Required work
Identify every line in the entries below that contains the string "rusty", and copy each such line in full.

[begin Records for this exercise]

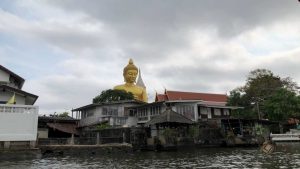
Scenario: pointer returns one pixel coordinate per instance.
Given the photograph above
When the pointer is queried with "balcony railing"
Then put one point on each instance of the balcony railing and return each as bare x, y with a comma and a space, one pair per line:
7, 108
18, 122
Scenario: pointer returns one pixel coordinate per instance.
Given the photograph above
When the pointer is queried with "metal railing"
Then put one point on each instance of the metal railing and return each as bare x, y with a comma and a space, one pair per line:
7, 108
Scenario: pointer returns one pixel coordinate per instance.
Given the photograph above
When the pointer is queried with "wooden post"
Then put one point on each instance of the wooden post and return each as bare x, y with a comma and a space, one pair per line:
6, 144
98, 138
124, 137
72, 140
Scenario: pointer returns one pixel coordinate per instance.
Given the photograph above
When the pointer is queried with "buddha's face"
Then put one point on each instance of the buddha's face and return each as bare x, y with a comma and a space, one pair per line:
130, 76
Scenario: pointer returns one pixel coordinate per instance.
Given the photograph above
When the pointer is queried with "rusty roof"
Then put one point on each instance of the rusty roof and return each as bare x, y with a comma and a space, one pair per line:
180, 95
169, 116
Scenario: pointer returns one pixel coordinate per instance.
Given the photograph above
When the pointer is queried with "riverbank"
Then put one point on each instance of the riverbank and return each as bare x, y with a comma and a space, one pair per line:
86, 149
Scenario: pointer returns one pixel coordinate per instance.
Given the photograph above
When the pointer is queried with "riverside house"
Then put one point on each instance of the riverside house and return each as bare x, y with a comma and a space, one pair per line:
18, 115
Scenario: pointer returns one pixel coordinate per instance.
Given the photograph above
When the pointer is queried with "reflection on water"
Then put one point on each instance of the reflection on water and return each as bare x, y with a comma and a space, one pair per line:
195, 158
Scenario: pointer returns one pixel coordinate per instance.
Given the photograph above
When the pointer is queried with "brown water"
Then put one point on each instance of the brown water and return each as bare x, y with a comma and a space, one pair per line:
188, 158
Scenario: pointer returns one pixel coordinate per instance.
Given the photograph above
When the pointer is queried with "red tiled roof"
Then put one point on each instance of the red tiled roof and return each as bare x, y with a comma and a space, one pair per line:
178, 95
161, 97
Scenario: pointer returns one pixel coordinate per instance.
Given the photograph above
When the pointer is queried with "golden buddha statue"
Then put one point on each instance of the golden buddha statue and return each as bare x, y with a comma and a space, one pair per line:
130, 73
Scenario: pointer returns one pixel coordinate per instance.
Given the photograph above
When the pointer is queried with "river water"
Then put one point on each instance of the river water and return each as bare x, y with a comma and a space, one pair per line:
187, 158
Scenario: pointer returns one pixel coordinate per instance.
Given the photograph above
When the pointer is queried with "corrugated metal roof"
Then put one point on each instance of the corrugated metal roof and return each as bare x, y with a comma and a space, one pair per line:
169, 116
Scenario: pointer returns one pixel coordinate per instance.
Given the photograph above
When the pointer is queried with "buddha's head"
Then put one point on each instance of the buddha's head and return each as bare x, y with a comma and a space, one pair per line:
130, 72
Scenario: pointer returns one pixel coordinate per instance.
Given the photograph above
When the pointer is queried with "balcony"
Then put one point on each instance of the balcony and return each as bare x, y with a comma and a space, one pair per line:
18, 122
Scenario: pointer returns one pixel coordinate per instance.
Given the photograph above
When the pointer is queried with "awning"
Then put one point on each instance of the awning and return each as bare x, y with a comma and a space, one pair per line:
64, 127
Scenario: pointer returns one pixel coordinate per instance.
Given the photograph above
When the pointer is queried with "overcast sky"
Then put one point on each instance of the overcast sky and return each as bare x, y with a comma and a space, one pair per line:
69, 51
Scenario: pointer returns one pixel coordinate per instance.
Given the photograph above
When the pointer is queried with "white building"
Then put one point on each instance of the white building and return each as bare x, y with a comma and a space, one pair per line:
18, 121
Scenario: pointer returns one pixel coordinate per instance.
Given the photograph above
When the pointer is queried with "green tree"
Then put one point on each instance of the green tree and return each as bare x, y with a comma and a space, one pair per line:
261, 86
282, 105
113, 95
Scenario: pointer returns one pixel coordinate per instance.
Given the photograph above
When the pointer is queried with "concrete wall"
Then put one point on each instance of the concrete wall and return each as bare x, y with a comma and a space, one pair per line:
18, 123
4, 77
43, 132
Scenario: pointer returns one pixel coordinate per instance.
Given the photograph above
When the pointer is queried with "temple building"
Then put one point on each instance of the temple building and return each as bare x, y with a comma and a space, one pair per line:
194, 106
18, 115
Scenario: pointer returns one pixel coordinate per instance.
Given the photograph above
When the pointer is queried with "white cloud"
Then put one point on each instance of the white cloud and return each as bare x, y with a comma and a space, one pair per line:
76, 49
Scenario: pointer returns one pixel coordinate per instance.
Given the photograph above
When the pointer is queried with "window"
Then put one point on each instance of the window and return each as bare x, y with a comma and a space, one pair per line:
217, 112
109, 111
226, 112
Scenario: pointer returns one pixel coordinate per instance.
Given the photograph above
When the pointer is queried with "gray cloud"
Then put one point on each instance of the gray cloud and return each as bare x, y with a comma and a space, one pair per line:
204, 46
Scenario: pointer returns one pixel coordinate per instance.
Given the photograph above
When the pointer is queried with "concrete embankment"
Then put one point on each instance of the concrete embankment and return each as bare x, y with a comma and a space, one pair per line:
86, 149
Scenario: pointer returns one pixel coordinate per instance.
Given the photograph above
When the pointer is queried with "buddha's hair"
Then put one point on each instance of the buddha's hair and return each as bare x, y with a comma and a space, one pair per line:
130, 66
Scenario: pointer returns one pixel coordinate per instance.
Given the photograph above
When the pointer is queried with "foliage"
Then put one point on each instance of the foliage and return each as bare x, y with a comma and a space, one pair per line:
282, 105
64, 114
266, 94
113, 95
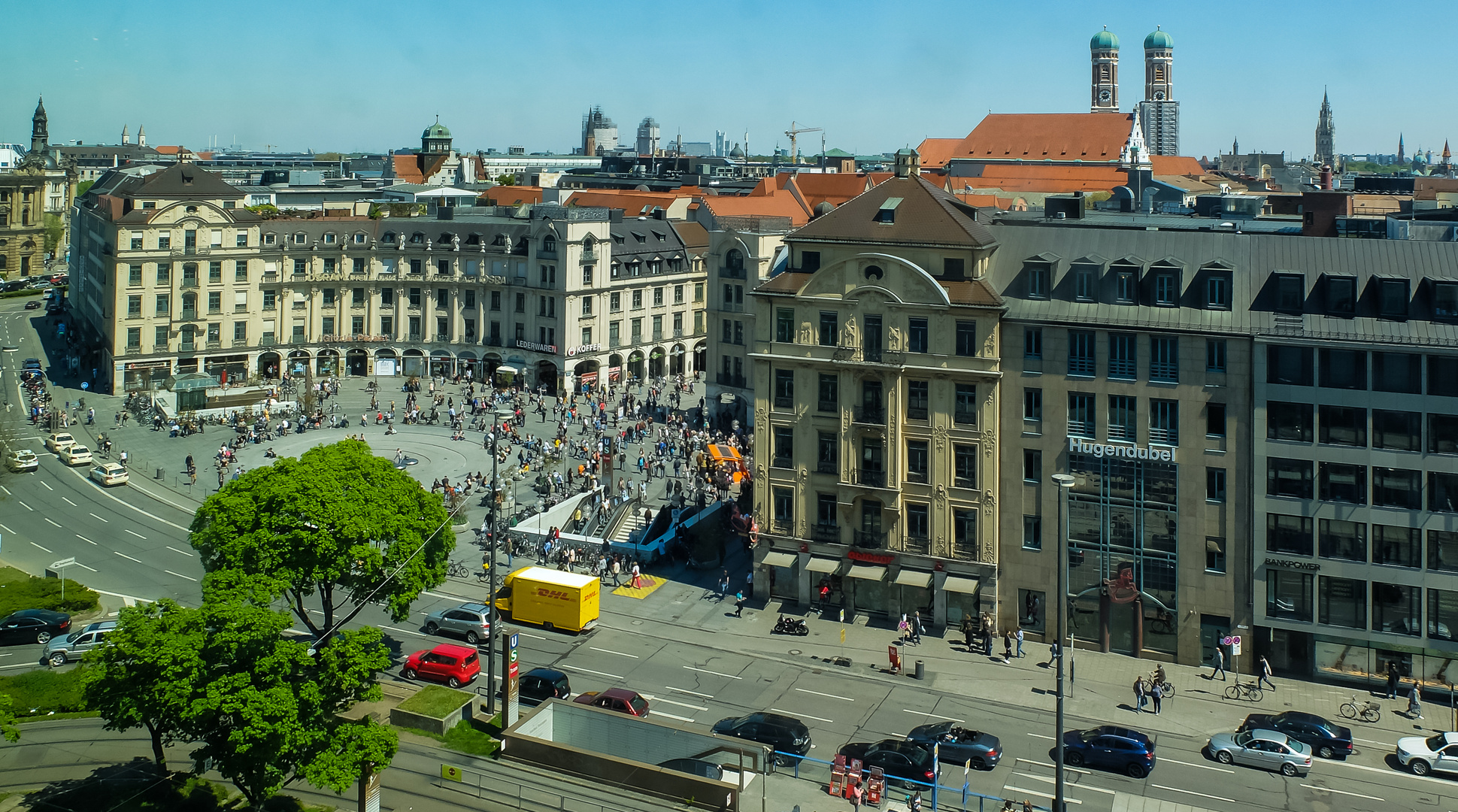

[end Records for this exercise]

Response below
When the pointer is queried with "rusty roof"
Then put one point on each instance of the rusty roof and return each as bare x, y with a comma and a space, one pair per line:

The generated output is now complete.